■ Problem details: Scan the entries that follow for the word "parked", then report every line in which it appears.

Top of Source records

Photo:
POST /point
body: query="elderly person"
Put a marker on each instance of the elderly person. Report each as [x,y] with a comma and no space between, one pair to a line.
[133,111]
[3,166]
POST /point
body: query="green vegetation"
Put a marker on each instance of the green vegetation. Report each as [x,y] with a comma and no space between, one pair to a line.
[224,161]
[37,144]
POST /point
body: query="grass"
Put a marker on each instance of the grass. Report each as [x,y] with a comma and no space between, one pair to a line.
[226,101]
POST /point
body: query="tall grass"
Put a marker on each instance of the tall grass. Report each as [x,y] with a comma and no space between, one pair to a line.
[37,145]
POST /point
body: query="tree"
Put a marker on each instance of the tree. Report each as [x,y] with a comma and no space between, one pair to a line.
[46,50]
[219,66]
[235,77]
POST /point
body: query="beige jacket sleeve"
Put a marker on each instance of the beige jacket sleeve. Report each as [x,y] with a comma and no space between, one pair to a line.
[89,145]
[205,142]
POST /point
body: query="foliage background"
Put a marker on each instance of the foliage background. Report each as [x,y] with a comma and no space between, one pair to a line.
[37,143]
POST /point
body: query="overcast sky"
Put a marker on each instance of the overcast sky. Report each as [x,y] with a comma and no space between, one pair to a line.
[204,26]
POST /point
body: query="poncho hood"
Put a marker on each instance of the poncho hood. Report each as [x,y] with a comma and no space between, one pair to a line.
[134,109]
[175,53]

Bottom of Source records
Top of Source records

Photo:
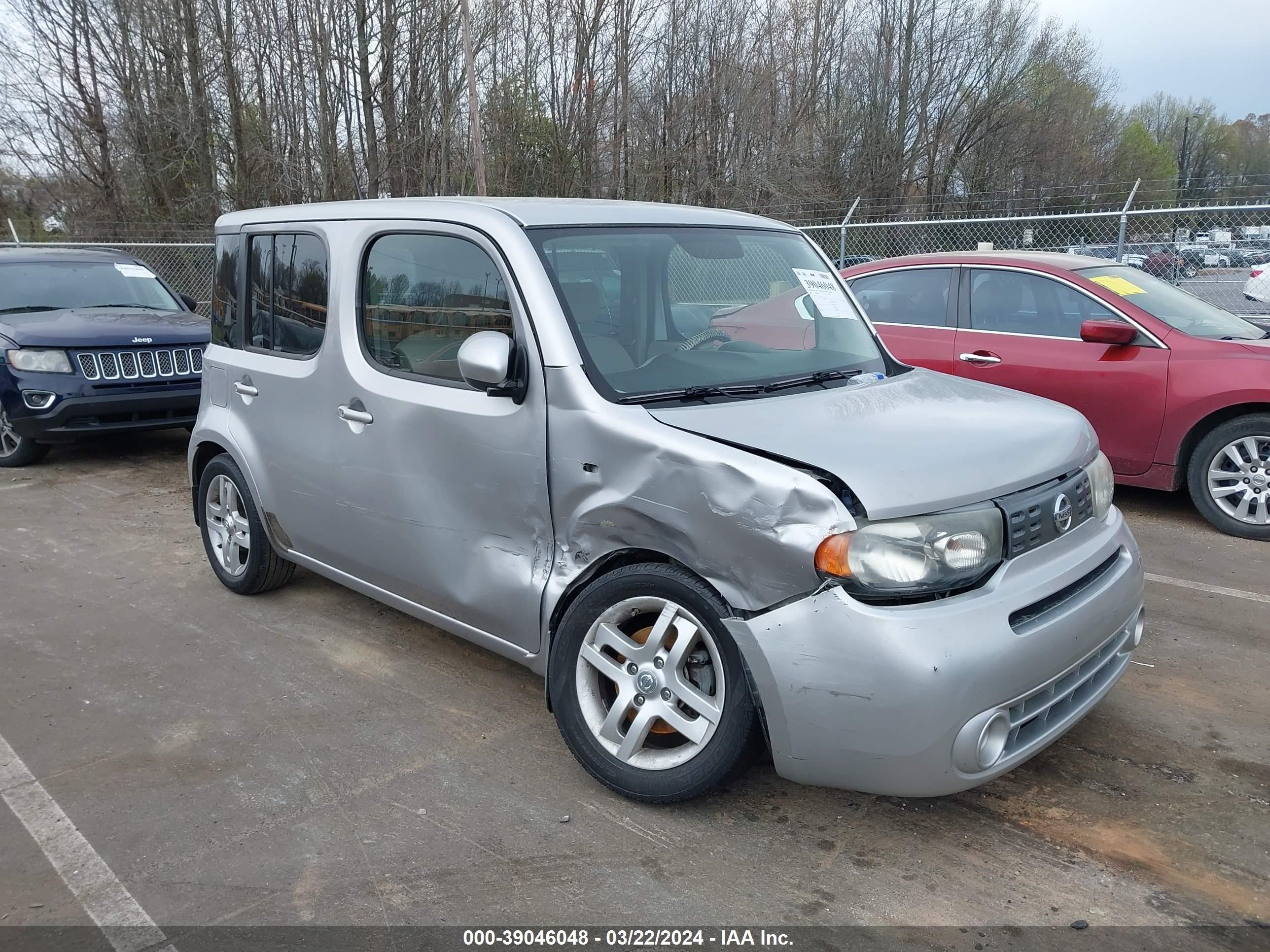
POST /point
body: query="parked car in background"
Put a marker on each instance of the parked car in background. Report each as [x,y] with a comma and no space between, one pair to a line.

Bottom of Source records
Top of Source records

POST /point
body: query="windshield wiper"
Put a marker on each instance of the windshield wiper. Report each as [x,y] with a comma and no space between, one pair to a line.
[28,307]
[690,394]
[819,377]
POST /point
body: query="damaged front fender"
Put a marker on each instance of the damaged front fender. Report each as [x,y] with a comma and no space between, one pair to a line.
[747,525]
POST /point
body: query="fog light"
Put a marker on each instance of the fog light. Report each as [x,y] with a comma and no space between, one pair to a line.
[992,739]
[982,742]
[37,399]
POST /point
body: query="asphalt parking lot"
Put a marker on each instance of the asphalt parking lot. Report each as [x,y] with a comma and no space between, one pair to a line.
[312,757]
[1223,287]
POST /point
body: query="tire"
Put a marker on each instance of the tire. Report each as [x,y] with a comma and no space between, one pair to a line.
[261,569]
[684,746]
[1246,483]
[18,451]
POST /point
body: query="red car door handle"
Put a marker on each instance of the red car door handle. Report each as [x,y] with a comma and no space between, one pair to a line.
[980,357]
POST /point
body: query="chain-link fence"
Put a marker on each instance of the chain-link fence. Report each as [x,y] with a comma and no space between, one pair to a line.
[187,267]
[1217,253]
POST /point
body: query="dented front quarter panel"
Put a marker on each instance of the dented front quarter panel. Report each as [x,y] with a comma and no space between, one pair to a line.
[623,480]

Bottom of Source records

■ Solution for this exercise:
body: query="parked car in background"
Put a marker on each instance of the parked car in background. Report each as [x,y] with a comma and no space between, one pair to a line.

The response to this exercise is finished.